Records shown —
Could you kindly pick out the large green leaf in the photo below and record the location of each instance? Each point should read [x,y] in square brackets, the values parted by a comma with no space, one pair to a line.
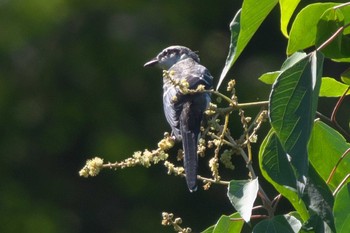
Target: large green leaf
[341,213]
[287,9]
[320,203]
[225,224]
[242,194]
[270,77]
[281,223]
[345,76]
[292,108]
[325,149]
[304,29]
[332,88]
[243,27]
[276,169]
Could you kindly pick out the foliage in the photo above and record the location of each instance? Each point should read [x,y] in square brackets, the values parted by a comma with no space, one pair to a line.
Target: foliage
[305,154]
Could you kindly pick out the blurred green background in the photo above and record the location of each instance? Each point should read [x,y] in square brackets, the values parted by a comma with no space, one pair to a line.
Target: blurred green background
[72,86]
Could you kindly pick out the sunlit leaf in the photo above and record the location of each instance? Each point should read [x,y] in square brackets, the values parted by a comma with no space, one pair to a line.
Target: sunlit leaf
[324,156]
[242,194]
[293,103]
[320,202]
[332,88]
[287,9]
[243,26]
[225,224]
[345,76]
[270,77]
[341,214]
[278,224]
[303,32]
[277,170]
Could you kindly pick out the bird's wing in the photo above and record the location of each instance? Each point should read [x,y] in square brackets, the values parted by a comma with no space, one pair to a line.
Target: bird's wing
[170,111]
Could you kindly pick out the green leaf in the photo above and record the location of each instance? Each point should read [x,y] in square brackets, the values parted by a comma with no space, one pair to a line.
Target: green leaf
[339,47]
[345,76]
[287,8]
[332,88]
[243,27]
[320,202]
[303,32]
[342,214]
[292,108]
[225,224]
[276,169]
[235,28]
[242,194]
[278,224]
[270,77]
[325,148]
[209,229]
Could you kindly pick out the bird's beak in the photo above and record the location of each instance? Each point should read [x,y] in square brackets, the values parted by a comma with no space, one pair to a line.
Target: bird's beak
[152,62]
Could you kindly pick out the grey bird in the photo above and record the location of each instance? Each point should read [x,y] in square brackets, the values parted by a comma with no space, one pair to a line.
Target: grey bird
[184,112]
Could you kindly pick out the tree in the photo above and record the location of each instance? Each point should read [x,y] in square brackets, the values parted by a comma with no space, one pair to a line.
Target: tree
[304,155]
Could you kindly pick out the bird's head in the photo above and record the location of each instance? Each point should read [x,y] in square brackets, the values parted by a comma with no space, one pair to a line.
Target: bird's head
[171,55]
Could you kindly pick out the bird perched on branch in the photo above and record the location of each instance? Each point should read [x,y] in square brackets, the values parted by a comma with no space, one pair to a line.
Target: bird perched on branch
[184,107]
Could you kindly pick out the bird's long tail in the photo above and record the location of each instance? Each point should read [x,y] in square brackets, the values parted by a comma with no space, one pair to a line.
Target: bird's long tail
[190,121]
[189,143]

--

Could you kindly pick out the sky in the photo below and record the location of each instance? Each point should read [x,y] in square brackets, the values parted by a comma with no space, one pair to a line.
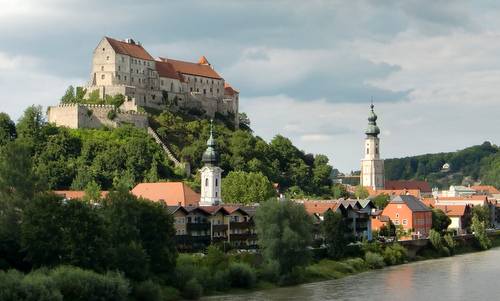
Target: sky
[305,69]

...

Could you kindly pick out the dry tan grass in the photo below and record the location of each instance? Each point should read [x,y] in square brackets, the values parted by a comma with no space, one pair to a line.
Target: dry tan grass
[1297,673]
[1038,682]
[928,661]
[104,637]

Problem to work on —
Please count the lines in the material above that contain the string "tree", treating uppercase and lowercase as different. Reply with the number alone.

Exercise output —
2